[Data shown — start]

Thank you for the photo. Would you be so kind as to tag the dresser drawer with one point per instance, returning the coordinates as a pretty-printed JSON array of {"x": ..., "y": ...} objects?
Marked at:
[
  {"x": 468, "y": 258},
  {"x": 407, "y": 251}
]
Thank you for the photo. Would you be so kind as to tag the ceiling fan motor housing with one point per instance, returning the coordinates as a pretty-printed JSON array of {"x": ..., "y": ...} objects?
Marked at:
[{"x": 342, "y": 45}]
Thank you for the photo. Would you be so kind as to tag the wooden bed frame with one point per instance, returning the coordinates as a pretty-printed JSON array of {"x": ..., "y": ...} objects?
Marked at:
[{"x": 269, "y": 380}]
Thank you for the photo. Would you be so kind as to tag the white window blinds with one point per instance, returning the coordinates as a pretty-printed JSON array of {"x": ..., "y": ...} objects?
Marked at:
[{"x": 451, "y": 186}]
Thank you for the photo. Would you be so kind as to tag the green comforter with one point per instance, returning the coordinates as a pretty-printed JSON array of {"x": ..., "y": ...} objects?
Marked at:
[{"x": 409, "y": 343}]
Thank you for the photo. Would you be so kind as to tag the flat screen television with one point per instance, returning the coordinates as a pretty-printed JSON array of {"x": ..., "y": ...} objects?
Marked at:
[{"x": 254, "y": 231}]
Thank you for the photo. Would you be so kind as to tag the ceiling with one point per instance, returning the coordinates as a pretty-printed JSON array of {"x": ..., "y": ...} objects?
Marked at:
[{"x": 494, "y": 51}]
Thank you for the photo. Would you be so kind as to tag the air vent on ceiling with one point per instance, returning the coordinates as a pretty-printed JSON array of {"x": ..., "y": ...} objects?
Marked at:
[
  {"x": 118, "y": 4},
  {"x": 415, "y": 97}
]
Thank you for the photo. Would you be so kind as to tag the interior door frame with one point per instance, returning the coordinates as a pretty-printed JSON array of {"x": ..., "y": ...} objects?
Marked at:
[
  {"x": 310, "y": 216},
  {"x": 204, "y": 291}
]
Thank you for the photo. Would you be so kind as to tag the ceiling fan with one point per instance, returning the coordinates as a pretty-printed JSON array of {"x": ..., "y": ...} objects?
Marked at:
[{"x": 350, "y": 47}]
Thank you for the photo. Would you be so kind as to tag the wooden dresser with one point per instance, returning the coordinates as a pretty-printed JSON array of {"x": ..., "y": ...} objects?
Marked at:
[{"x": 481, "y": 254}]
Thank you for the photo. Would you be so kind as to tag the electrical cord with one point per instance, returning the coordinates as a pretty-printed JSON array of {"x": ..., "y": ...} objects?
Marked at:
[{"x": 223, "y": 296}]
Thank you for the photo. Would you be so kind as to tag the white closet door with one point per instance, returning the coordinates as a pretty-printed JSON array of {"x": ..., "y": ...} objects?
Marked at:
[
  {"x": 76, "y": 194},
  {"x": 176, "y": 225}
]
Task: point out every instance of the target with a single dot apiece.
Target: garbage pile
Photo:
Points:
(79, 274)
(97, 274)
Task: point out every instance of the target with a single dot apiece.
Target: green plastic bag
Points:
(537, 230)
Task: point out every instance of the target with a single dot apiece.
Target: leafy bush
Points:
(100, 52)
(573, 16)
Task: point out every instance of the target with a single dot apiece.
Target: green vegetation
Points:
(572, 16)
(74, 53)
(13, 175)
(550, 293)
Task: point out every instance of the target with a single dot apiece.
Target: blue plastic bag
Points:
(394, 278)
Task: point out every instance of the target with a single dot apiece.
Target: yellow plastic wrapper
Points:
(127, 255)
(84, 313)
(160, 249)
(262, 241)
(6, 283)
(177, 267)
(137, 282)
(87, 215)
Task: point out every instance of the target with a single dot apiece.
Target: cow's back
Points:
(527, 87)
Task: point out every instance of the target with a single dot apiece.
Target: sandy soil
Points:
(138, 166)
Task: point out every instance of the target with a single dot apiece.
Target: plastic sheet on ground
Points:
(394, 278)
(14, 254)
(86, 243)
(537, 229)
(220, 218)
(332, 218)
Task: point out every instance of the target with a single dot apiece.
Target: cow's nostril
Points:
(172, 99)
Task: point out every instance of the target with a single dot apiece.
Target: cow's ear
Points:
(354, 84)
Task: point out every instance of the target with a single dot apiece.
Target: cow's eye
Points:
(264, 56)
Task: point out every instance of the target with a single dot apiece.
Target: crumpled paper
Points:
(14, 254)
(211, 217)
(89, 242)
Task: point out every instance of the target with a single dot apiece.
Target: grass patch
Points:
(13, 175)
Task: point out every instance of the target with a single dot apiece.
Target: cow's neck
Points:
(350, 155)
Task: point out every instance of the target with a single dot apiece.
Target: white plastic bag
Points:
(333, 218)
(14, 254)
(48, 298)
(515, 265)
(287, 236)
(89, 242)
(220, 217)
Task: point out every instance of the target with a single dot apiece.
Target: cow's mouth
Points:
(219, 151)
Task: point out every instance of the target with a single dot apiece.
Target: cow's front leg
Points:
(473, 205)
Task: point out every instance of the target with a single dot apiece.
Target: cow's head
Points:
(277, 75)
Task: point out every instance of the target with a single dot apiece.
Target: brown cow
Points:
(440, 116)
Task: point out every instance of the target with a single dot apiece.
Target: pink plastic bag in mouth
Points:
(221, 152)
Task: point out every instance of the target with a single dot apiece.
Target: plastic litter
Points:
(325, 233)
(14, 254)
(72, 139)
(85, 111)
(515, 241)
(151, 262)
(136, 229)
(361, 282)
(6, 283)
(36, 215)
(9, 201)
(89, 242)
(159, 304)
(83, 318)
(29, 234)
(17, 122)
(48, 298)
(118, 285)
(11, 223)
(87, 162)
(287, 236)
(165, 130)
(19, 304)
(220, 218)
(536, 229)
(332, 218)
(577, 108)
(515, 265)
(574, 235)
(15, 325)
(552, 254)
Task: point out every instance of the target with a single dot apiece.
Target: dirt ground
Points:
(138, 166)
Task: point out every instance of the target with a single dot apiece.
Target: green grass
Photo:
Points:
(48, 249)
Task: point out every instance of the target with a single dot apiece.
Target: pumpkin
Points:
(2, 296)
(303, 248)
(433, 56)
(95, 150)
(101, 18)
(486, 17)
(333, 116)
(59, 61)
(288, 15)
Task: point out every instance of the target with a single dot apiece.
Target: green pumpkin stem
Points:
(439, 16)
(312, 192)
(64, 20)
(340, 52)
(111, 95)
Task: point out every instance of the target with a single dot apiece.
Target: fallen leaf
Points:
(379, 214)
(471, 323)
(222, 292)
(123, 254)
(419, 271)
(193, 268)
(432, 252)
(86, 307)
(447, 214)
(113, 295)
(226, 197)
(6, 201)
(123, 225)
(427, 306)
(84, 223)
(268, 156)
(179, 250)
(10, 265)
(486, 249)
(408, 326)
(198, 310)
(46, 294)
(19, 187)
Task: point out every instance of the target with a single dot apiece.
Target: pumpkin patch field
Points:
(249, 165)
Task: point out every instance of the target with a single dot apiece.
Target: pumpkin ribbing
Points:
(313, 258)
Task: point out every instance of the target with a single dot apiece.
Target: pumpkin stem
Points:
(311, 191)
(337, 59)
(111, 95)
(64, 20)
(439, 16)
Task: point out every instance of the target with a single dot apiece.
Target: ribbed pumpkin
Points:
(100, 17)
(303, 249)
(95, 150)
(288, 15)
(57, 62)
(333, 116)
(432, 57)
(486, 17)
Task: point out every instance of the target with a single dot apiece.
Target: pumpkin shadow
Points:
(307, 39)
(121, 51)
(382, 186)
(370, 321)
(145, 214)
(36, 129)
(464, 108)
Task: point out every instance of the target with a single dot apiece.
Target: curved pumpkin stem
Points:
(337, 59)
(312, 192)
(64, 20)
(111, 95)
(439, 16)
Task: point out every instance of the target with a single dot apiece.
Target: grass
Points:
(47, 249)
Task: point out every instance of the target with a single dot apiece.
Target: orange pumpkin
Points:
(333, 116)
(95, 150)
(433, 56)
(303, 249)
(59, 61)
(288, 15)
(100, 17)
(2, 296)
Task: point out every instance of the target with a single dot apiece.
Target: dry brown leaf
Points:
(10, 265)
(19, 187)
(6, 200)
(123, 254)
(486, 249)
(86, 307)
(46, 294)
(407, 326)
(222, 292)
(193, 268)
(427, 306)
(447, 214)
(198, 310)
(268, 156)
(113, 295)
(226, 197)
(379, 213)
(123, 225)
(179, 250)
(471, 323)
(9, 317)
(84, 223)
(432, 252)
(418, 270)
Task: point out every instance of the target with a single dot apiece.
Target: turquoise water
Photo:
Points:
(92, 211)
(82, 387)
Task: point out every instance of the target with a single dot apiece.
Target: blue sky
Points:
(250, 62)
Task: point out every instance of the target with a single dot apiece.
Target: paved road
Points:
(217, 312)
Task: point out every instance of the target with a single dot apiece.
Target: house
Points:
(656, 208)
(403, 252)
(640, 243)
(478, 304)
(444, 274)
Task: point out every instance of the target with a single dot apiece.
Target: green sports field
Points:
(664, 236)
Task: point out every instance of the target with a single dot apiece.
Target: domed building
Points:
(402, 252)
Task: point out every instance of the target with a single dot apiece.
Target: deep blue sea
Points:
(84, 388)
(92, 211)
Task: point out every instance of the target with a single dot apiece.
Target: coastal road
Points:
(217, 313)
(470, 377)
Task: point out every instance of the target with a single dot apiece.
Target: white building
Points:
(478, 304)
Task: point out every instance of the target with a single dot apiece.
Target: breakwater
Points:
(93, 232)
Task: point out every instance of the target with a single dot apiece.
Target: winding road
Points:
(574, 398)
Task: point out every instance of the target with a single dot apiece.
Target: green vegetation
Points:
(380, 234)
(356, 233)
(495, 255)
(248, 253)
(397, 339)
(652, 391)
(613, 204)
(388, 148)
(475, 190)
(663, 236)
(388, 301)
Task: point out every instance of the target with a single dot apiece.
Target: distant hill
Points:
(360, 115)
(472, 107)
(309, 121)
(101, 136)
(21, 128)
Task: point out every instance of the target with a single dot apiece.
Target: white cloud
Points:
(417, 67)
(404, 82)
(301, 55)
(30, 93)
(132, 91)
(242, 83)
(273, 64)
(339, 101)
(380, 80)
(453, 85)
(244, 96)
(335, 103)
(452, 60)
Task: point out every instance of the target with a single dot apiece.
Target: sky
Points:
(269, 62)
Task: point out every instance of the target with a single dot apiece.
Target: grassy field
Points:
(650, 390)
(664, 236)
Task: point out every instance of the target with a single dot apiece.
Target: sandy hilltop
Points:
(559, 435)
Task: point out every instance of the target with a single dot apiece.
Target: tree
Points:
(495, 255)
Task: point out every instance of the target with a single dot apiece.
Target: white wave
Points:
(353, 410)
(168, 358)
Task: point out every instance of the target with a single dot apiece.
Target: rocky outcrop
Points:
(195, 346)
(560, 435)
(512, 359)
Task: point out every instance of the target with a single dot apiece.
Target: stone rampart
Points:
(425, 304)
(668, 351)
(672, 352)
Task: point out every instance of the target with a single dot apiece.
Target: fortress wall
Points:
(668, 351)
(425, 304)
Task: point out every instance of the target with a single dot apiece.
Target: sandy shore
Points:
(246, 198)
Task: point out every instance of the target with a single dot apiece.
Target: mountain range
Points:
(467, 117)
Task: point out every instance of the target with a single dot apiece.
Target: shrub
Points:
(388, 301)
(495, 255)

[Data shown — finish]

▸ Task requirements
Scan each line of the entries above for the word "sandy" and report how many lines contain it, with nothing else.

▸ Answer to the problem
3